▸ **PASSAGE**:
_ _ _

Semantic Bottleneck Scene Generation

Last update: Nov 28, 2022

Related tags

Overview

SB-GAN

Semantic Bottleneck Scene Generation

Coupling the high-fidelity generation capabilities of label-conditional image synthesis methods with the flexibility of unconditional generative models, we propose a semantic bottleneck GAN model for unconditional synthesis of complex scenes. We assume pixel-wise segmentation labels are available during training and use them to learn the scene structure. During inference, our model first synthesizes a realistic segmentation layout from scratch, then synthesizes a realistic scene conditioned on that layout. For the former, we use an unconditional progressive segmentation generation network that captures the distribution of realistic semantic scene layouts. For the latter, we use a conditional segmentation-to-image synthesis network that captures the distribution of photo-realistic images conditioned on the semantic layout. When trained end-to-end, the resulting model outperforms state-of-the-art generative models in unsupervised image synthesis on two challenging domains in terms of the Frechet Inception Distance and user-study evaluations. Moreover, we demonstrate the generated segmentation maps can be used as additional training data to strongly improve recent segmentation-to-image synthesis networks.

_ _ _

▸ **PROVIDED DATA**:
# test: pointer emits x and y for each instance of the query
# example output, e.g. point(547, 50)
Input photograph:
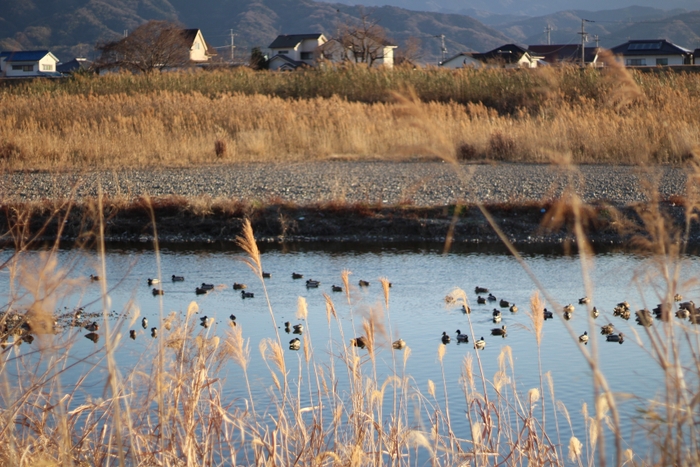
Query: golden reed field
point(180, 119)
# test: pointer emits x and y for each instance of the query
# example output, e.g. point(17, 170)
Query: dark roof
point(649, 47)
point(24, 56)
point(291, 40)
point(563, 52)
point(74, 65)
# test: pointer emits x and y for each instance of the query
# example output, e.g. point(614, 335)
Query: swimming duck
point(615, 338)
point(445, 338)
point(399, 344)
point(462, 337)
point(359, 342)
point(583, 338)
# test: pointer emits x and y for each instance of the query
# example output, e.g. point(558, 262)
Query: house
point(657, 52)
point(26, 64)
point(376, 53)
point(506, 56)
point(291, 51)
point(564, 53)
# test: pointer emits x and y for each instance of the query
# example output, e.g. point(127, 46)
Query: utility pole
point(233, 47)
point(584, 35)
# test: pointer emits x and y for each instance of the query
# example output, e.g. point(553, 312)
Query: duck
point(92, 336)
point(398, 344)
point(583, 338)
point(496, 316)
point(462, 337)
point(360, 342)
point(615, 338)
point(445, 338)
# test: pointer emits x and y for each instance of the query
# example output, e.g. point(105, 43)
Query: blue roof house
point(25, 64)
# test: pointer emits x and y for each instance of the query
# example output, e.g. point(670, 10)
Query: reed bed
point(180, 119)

_ _ _

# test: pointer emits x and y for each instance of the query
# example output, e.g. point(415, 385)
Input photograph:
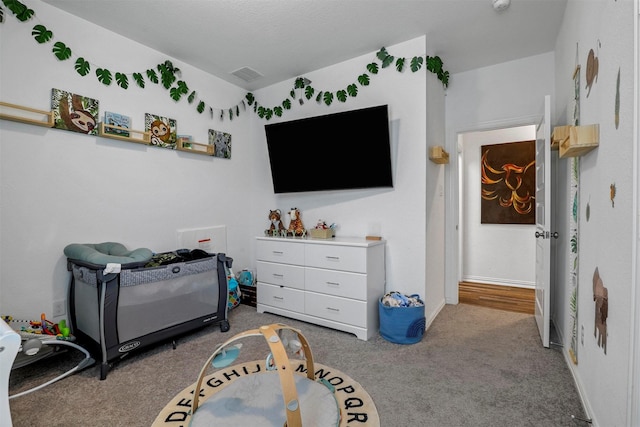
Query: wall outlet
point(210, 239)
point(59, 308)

_ _ _

▸ **TO-DO LIST**:
• A. Answer these about the SB-GAN overview:
(i) What does the model assume is available during training?
(ii) During inference, what does the model synthesize first?
(iii) By which two measures does the trained model outperform state-of-the-art generative models?
• B. Pick up the SB-GAN overview after its final sentence and continue it.

▸ **EXERCISE RESPONSES**:
• A.
(i) Pixel-wise segmentation labels.
(ii) A realistic segmentation layout, generated from scratch.
(iii) The Frechet Inception Distance and user-study evaluations.

• B.
Paper

[Paper 3.5MB] [arXiv]

Code

Prerequisites:

NVIDIA GPU + CUDA CuDNN
Python 3.6
PyTorch 1.0
Please install dependencies by

pip install -r requirements.txt

Preparation

Clone this repo with its submodules

git clone --recurse-submodules -j8 https://github.com/azadis/SB-GAN.git
cd SB-GAN/SPADE/models/networks/
git clone https://github.com/vacancy/Synchronized-BatchNorm-PyTorch
cp -rf Synchronized-BatchNorm-PyTorch/sync_batchnorm .
cd ../../../../

Datasets

ADE-Indoor

To have access to the indoor images from the ADE20K dataset and their corresponding segmentation maps used in our paper:

cd SB-GAN
bash SBGAN/datasets/download_ade.sh
cd ..

Cityscapes

cd SB-GAN/SBGAN/datasets
mkdir cityscapes
cd cityscapes

Download and unzip leftImg8bit_trainvaltest.zip and gtFine_trainvaltest.zip from the Cityscapes webpage .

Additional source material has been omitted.